**Listing:**
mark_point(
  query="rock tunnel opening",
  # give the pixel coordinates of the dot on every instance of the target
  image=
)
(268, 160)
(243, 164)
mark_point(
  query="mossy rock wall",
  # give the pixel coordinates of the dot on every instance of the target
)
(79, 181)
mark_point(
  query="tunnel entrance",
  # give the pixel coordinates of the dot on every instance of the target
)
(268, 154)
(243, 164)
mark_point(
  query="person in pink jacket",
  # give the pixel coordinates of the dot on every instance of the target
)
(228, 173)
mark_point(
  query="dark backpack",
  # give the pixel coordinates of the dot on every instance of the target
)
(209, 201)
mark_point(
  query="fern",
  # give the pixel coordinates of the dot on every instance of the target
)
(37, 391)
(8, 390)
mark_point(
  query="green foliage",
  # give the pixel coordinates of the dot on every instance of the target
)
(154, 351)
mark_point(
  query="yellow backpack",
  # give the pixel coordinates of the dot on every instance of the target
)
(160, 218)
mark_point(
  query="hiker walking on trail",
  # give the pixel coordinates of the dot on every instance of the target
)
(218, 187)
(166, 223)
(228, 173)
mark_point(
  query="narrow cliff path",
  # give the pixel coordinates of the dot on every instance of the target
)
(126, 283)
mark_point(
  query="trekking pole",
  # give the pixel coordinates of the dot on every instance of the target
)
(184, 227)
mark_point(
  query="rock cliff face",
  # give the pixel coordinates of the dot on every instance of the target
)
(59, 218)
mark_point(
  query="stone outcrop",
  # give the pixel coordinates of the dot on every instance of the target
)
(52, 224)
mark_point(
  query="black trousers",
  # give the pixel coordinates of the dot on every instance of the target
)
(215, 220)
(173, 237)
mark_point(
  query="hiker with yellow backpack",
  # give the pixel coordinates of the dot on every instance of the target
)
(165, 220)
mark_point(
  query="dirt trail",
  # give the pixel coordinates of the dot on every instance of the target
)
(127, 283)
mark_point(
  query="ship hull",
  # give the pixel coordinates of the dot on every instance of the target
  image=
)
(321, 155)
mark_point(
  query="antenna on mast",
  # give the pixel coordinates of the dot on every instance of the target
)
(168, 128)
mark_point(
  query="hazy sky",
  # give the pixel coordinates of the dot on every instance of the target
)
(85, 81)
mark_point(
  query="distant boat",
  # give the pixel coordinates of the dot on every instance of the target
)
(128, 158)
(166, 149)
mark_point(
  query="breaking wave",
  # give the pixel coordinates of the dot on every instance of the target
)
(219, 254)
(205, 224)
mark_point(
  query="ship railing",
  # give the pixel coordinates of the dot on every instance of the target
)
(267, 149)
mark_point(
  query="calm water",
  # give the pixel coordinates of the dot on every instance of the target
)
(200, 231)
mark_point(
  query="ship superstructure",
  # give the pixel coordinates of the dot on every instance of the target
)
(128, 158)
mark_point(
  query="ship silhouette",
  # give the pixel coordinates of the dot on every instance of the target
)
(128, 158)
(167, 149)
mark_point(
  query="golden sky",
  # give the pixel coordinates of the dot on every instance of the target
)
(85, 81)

**Problem details:** Return what is listed above, exactly and completely.

**Finished task:**
mark_point(
  query="rock tunnel opening",
  # give the pixel coordinates of the dot on every instance of the target
  image=
)
(268, 160)
(243, 164)
mark_point(
  query="mossy rock wall",
  # give the pixel coordinates of the dot on every instance of the target
)
(79, 181)
mark_point(
  query="tunnel entrance",
  # give the pixel coordinates of the dot on every instance of the target
)
(268, 154)
(243, 164)
mark_point(
  query="person in pink jacket",
  # give the pixel coordinates of the dot on every instance of the target
)
(228, 173)
mark_point(
  query="dark backpack",
  # give the pixel coordinates of the dot on every instance of the target
)
(209, 201)
mark_point(
  query="fern",
  # give the pixel coordinates of the dot on every instance of the target
)
(37, 391)
(8, 390)
mark_point(
  query="green foliage",
  # give the pixel coordinates of the dot on every instance of the target
)
(154, 351)
mark_point(
  query="yellow backpack",
  # give the pixel coordinates of the dot on every instance of the target
)
(160, 218)
mark_point(
  query="hiker walking on trail",
  # give the pixel coordinates of the dot on every instance of the target
)
(218, 187)
(166, 223)
(228, 173)
mark_point(
  query="narrow cliff path",
  # give the pixel coordinates of the dot on every instance of the target
)
(126, 283)
mark_point(
  query="trekking pole",
  # give the pixel coordinates of the dot on every instance of the target
)
(184, 227)
mark_point(
  query="rock cliff face",
  # give the pixel coordinates of the dot on every instance of the target
)
(59, 218)
mark_point(
  query="stone outcrop",
  # give the pixel coordinates of the dot on every instance of the target
)
(52, 224)
mark_point(
  query="black trousers",
  # give the pixel coordinates of the dot on every instance of the target
)
(215, 220)
(173, 237)
mark_point(
  query="hiker with yellow backpack",
  # give the pixel coordinates of the dot on every instance of the target
)
(165, 220)
mark_point(
  query="dirt trail",
  # give the pixel coordinates of the dot on every instance of the target
)
(127, 283)
mark_point(
  query="ship hull",
  # give the pixel coordinates of the dot on every instance of the target
  image=
)
(321, 155)
mark_point(
  query="antenna on mast",
  # give the pixel coordinates of the dot on every instance of the target
)
(168, 128)
mark_point(
  query="hazy sky",
  # give the pixel coordinates of the dot on every instance of the target
)
(85, 81)
mark_point(
  query="distant boat",
  # give the pixel coordinates of the dot on every instance of the target
)
(128, 158)
(166, 149)
mark_point(
  query="breaking wave",
  # give the pixel coordinates of the dot on every instance of the target
)
(219, 254)
(205, 224)
mark_point(
  query="ship railing",
  # give the pixel coordinates of the dot on every instance of the target
)
(267, 149)
mark_point(
  query="calm water",
  # give the pixel coordinates of the dot on every instance of the target
)
(200, 231)
mark_point(
  query="ship superstructure",
  # give the pixel coordinates of the dot on every instance of the target
)
(128, 158)
mark_point(
  query="ship silhouette",
  # give the pixel coordinates of the dot on every instance of the target
)
(128, 158)
(167, 149)
mark_point(
  query="golden sky",
  # give the pixel coordinates of the dot on every instance of the target
)
(85, 81)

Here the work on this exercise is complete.